What to do:
Retype each record exactly; no pictures.

Source material:
☆ ☆ ☆ ☆
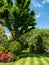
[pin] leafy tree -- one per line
(3, 37)
(17, 16)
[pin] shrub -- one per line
(15, 47)
(4, 57)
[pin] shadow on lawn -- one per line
(28, 54)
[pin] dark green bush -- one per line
(15, 47)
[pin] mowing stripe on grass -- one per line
(47, 59)
(21, 61)
(27, 61)
(36, 62)
(44, 61)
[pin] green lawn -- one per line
(30, 59)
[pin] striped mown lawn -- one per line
(34, 59)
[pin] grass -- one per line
(30, 59)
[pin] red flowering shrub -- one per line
(4, 57)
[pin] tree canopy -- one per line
(17, 16)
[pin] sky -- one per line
(41, 8)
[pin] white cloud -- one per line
(45, 1)
(36, 4)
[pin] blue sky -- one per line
(41, 8)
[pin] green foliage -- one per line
(15, 47)
(17, 17)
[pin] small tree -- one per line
(17, 16)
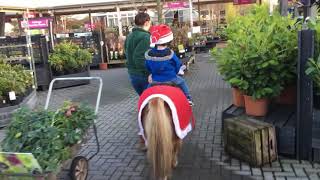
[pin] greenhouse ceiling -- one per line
(50, 4)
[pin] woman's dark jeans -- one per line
(139, 83)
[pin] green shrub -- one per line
(14, 78)
(260, 57)
(69, 57)
(48, 135)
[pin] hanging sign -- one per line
(36, 23)
(239, 2)
(176, 5)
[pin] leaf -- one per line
(309, 70)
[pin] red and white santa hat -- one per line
(160, 34)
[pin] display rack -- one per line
(86, 40)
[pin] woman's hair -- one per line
(141, 18)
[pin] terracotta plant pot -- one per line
(288, 96)
(257, 107)
(238, 99)
(103, 66)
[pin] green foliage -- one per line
(313, 65)
(313, 71)
(260, 57)
(48, 135)
(69, 57)
(14, 78)
(222, 33)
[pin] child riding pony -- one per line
(165, 118)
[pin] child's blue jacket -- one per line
(164, 65)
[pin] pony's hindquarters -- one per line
(160, 137)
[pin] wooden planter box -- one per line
(6, 112)
(250, 140)
(64, 84)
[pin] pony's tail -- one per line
(159, 133)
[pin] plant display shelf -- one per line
(119, 61)
(65, 84)
(6, 113)
(283, 117)
(15, 50)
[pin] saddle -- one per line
(164, 84)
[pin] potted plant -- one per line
(229, 68)
(257, 57)
(69, 60)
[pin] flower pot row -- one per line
(259, 107)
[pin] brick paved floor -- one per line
(202, 156)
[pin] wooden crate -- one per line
(250, 140)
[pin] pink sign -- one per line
(176, 5)
(243, 2)
(89, 26)
(37, 23)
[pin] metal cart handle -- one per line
(76, 78)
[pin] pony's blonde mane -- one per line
(160, 135)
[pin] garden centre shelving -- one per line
(87, 40)
(15, 51)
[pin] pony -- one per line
(163, 145)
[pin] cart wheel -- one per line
(79, 168)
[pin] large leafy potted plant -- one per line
(14, 80)
(259, 57)
(69, 60)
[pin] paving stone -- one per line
(285, 174)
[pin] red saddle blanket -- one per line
(182, 115)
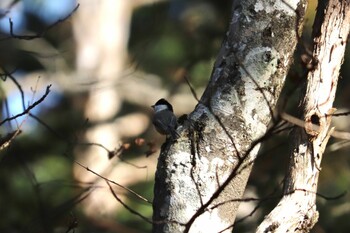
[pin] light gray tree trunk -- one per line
(200, 175)
(296, 212)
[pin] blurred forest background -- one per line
(108, 61)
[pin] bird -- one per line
(164, 119)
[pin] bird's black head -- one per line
(164, 102)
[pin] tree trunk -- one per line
(296, 212)
(201, 176)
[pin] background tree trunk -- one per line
(297, 209)
(201, 177)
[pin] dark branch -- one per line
(40, 34)
(30, 107)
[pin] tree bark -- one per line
(296, 212)
(201, 177)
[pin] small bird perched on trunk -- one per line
(164, 119)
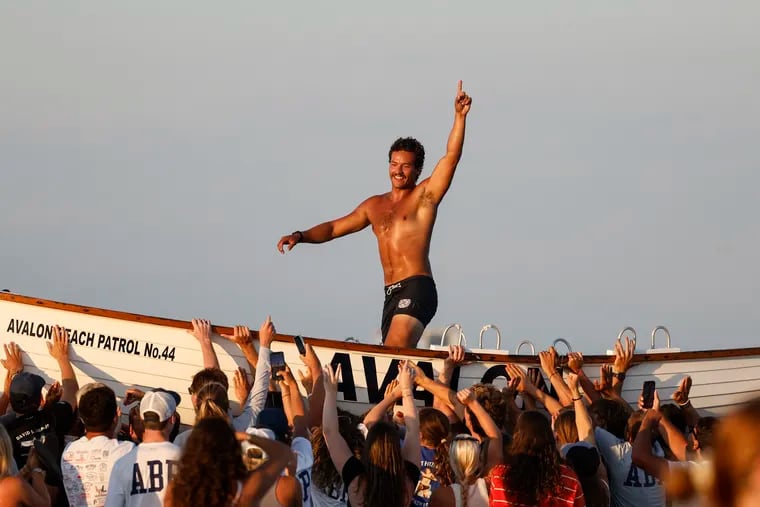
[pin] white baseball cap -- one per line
(160, 403)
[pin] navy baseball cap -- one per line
(26, 389)
(275, 420)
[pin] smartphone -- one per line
(298, 339)
(277, 361)
(647, 393)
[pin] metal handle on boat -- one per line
(628, 328)
(564, 342)
(461, 334)
(498, 335)
(526, 342)
(665, 330)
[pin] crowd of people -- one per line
(575, 443)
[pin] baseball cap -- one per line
(275, 420)
(582, 457)
(160, 403)
(25, 391)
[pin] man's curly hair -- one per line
(412, 145)
(493, 402)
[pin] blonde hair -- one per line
(211, 401)
(466, 462)
(6, 453)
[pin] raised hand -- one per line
(466, 397)
(462, 102)
(241, 385)
(240, 335)
(13, 361)
(307, 381)
(549, 361)
(267, 332)
(310, 360)
(655, 404)
(516, 372)
(455, 357)
(417, 374)
(290, 240)
(604, 384)
(59, 348)
(511, 389)
(407, 375)
(53, 395)
(330, 378)
(681, 395)
(575, 362)
(572, 383)
(201, 331)
(393, 390)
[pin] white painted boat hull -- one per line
(124, 350)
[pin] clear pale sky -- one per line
(153, 153)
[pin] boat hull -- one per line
(125, 350)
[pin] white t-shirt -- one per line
(86, 468)
(305, 456)
(333, 498)
(630, 486)
(140, 478)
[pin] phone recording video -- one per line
(277, 361)
(647, 394)
(298, 339)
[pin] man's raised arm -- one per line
(440, 180)
(353, 222)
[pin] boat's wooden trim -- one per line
(374, 349)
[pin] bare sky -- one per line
(153, 153)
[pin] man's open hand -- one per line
(461, 103)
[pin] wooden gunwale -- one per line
(373, 349)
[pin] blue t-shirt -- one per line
(428, 481)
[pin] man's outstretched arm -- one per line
(440, 180)
(353, 222)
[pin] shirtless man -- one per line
(402, 221)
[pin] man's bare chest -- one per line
(390, 217)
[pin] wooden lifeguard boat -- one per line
(123, 350)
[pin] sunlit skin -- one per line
(402, 219)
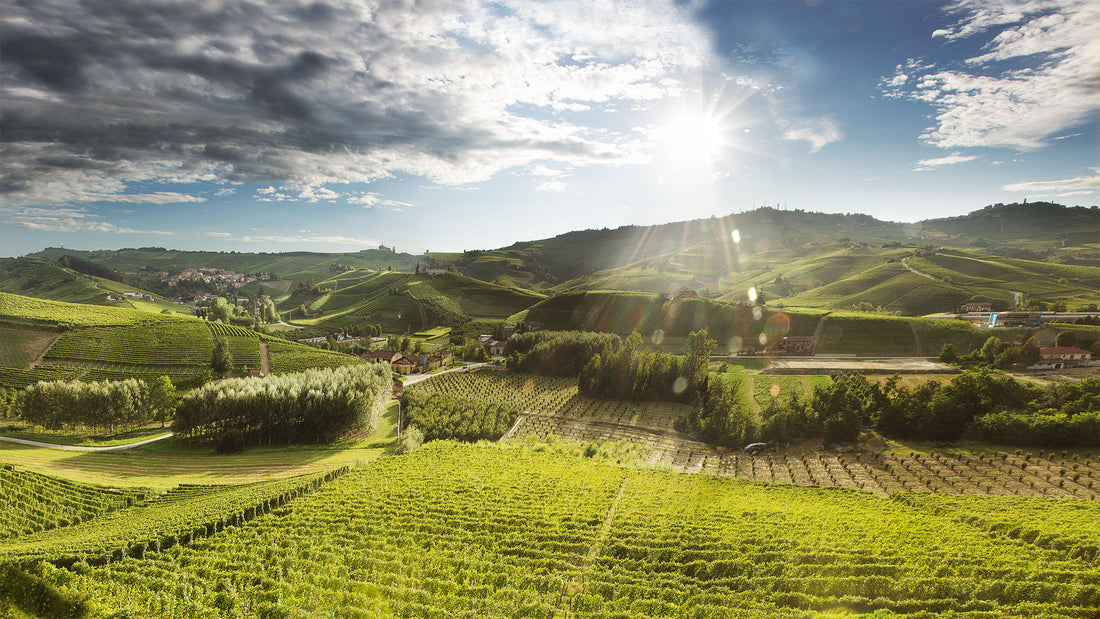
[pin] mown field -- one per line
(487, 531)
(106, 343)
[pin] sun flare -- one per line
(692, 139)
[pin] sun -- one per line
(692, 139)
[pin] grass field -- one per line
(19, 347)
(484, 531)
(162, 467)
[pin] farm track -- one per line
(85, 449)
(552, 410)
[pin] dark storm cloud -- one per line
(100, 94)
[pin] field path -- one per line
(921, 273)
(265, 366)
(80, 449)
(597, 545)
(45, 350)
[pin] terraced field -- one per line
(483, 531)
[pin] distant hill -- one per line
(836, 262)
(42, 340)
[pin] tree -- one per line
(1066, 339)
(1030, 353)
(697, 350)
(948, 353)
(162, 399)
(992, 347)
(222, 358)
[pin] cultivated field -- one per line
(488, 531)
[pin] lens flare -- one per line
(657, 338)
(679, 385)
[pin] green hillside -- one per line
(400, 301)
(484, 531)
(51, 340)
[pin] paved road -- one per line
(81, 449)
(414, 378)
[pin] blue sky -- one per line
(457, 124)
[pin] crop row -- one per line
(163, 522)
(20, 378)
(550, 396)
(185, 342)
(42, 311)
(243, 350)
(287, 357)
(33, 503)
(487, 531)
(222, 329)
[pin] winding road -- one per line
(83, 449)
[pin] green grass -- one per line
(854, 333)
(488, 531)
(21, 346)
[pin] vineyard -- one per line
(178, 516)
(33, 503)
(487, 531)
(20, 378)
(287, 357)
(180, 342)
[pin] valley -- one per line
(584, 441)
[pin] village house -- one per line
(795, 345)
(378, 356)
(405, 364)
(979, 306)
(1058, 357)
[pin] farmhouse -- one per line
(979, 306)
(378, 356)
(795, 345)
(406, 364)
(1057, 357)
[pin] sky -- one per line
(440, 125)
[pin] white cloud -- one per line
(939, 162)
(331, 240)
(65, 219)
(1078, 185)
(372, 200)
(553, 186)
(101, 95)
(817, 132)
(1034, 78)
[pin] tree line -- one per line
(311, 406)
(440, 416)
(107, 405)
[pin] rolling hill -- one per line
(45, 340)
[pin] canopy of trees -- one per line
(312, 406)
☆ ☆ ☆ ☆
Exercise output:
[pin] leafy tree -- one per line
(3, 37)
(17, 16)
[pin] shrub -- one per line
(15, 47)
(4, 57)
[pin] shadow on lawn -- one per line
(28, 54)
[pin] dark green bush -- one per line
(15, 47)
[pin] mowing stripe on grass -- one per line
(47, 59)
(21, 61)
(27, 61)
(36, 62)
(44, 61)
[pin] green lawn -- one per line
(30, 59)
[pin] striped mown lawn -- one per line
(34, 59)
[pin] grass -- one per line
(30, 59)
[pin] red flowering shrub -- one per line
(4, 57)
[pin] tree canopy -- one per line
(17, 16)
[pin] sky -- one per line
(41, 8)
[pin] white cloud -- one per line
(45, 1)
(36, 4)
[pin] blue sky -- one per line
(41, 8)
[pin] green foliage -- one per line
(15, 47)
(17, 17)
[pin] small tree -- one per line
(17, 16)
[pin] greenhouse ceiling -- one per line
(50, 4)
[pin] woman's dark jeans -- one per line
(139, 83)
[pin] green shrub -- one per line
(14, 78)
(260, 57)
(69, 57)
(48, 135)
[pin] hanging sign -- one per line
(36, 23)
(239, 2)
(176, 5)
[pin] leaf -- one per line
(309, 70)
[pin] red and white santa hat -- one per line
(160, 34)
[pin] display rack -- one per line
(86, 40)
[pin] woman's hair -- one per line
(141, 18)
[pin] terracotta plant pot -- one per line
(288, 96)
(257, 107)
(238, 99)
(103, 66)
[pin] green foliage -- one per line
(313, 65)
(313, 71)
(260, 57)
(48, 135)
(69, 57)
(14, 78)
(222, 33)
[pin] child riding pony -- one per line
(165, 118)
[pin] child's blue jacket -- one per line
(164, 65)
[pin] pony's hindquarters -- one per line
(160, 137)
[pin] wooden planter box -- one per line
(6, 112)
(250, 140)
(64, 84)
[pin] pony's tail -- one per line
(159, 133)
[pin] plant display shelf -- one per line
(119, 61)
(65, 84)
(6, 113)
(283, 117)
(15, 50)
[pin] saddle -- one per line
(164, 84)
[pin] potted plant -- one per line
(229, 68)
(257, 57)
(69, 60)
[pin] flower pot row -- one per line
(259, 107)
[pin] brick paved floor -- one per line
(202, 156)
[pin] wooden crate -- one per line
(250, 140)
[pin] pink sign -- one per line
(176, 5)
(243, 2)
(89, 26)
(37, 23)
[pin] metal cart handle -- one per line
(76, 78)
[pin] pony's blonde mane -- one per line
(160, 135)
[pin] garden centre shelving -- one per line
(87, 40)
(15, 51)
[pin] pony -- one per line
(163, 145)
[pin] cart wheel -- one per line
(79, 168)
[pin] large leafy potted plant -- one per line
(14, 80)
(259, 57)
(69, 60)
[pin] paving stone -- one per line
(285, 174)
[pin] red saddle blanket -- one per line
(182, 115)
[pin] light gray tree trunk -- one per line
(200, 175)
(296, 212)
[pin] blurred forest background -- one per line
(108, 61)
[pin] bird -- one per line
(164, 119)
[pin] bird's black head -- one per line
(164, 102)
[pin] tree trunk -- one per line
(296, 212)
(201, 176)
[pin] background tree trunk -- one per line
(297, 209)
(201, 177)
[pin] dark branch -- one per line
(40, 34)
(30, 107)
[pin] tree bark -- one per line
(296, 212)
(201, 177)
[pin] small bird perched on trunk -- one per line
(164, 119)
[pin] white baseball cap -- one per line
(160, 403)
[pin] navy baseball cap -- one per line
(26, 389)
(275, 420)
[pin] smartphone -- one per line
(298, 339)
(277, 361)
(647, 393)
[pin] metal handle on boat -- one per line
(628, 328)
(564, 342)
(461, 334)
(498, 335)
(526, 342)
(665, 330)
[pin] crowd of people -- one per line
(575, 443)
[pin] baseball cap -- one per line
(275, 420)
(582, 457)
(160, 403)
(25, 391)
[pin] man's curly hair -- one per line
(412, 145)
(493, 402)
[pin] blonde hair -- one per line
(211, 401)
(466, 462)
(6, 453)
[pin] raised hand -- one per line
(466, 397)
(462, 102)
(241, 385)
(240, 335)
(13, 361)
(307, 381)
(549, 361)
(267, 332)
(310, 360)
(655, 404)
(516, 372)
(455, 357)
(417, 374)
(290, 240)
(604, 384)
(59, 348)
(511, 389)
(407, 375)
(53, 395)
(330, 378)
(681, 395)
(575, 362)
(572, 383)
(201, 331)
(393, 390)
[pin] white painted boat hull -- one per line
(124, 350)
[pin] clear pale sky -- one per line
(153, 153)
[pin] boat hull -- one per line
(125, 350)
[pin] white t-shirt -- one per line
(86, 468)
(305, 456)
(333, 498)
(630, 486)
(140, 478)
[pin] phone recording video -- one per line
(277, 361)
(647, 394)
(298, 339)
[pin] man's raised arm -- one per line
(440, 180)
(353, 222)
[pin] boat's wooden trim -- one per line
(374, 349)
[pin] bare sky -- one per line
(153, 153)
[pin] man's open hand -- one per line
(461, 103)
[pin] wooden gunwale -- one per line
(373, 349)
[pin] blue t-shirt -- one per line
(428, 481)
[pin] man's outstretched arm -- one per line
(440, 180)
(353, 222)
[pin] shirtless man -- one per line
(402, 221)
[pin] man's bare chest -- one per line
(390, 217)
[pin] wooden lifeguard boat -- one per line
(123, 350)
[pin] sunlit skin -- one per line
(402, 219)
[pin] mown field -- one per line
(487, 531)
(106, 343)
[pin] sun flare -- one per line
(692, 139)
[pin] sun -- one per line
(692, 139)
[pin] grass field -- one per line
(19, 347)
(484, 531)
(162, 467)
[pin] farm track -- one per line
(85, 449)
(552, 410)
[pin] dark storm cloud -- one per line
(100, 94)
[pin] field path -- one per line
(921, 273)
(265, 366)
(80, 449)
(597, 545)
(45, 350)
[pin] terraced field -- one per line
(483, 531)
[pin] distant hill -- one per line
(836, 262)
(42, 340)
[pin] tree -- one per line
(1066, 339)
(1030, 353)
(697, 350)
(948, 353)
(162, 399)
(992, 347)
(222, 358)
[pin] cultivated field -- one per line
(488, 531)
[pin] lens flare -- one per line
(657, 338)
(679, 385)
[pin] green hillside -- one per line
(400, 301)
(484, 531)
(51, 340)
[pin] paved road -- one per line
(81, 449)
(414, 378)
[pin] blue sky -- one per line
(457, 124)
[pin] crop row -- one per line
(163, 522)
(20, 378)
(550, 396)
(185, 342)
(42, 311)
(243, 350)
(287, 357)
(33, 503)
(487, 531)
(222, 329)
[pin] winding road -- one per line
(83, 449)
[pin] green grass -- one per line
(854, 333)
(488, 531)
(21, 346)
[pin] vineyard -- one per line
(178, 516)
(33, 503)
(487, 531)
(20, 378)
(287, 357)
(180, 342)
[pin] valley -- one per line
(584, 441)
[pin] village house -- one per line
(795, 345)
(378, 356)
(405, 364)
(979, 306)
(1058, 357)
[pin] farmhouse -- one per line
(979, 306)
(378, 356)
(795, 345)
(406, 364)
(1057, 357)
[pin] sky -- one per line
(440, 125)
[pin] white cloud -- one per line
(939, 162)
(331, 240)
(65, 219)
(1078, 185)
(372, 200)
(553, 186)
(101, 95)
(817, 132)
(1034, 78)
[pin] tree line -- one per line
(311, 406)
(440, 416)
(107, 405)
[pin] rolling hill -- one per line
(45, 340)
[pin] canopy of trees -- one per line
(312, 406)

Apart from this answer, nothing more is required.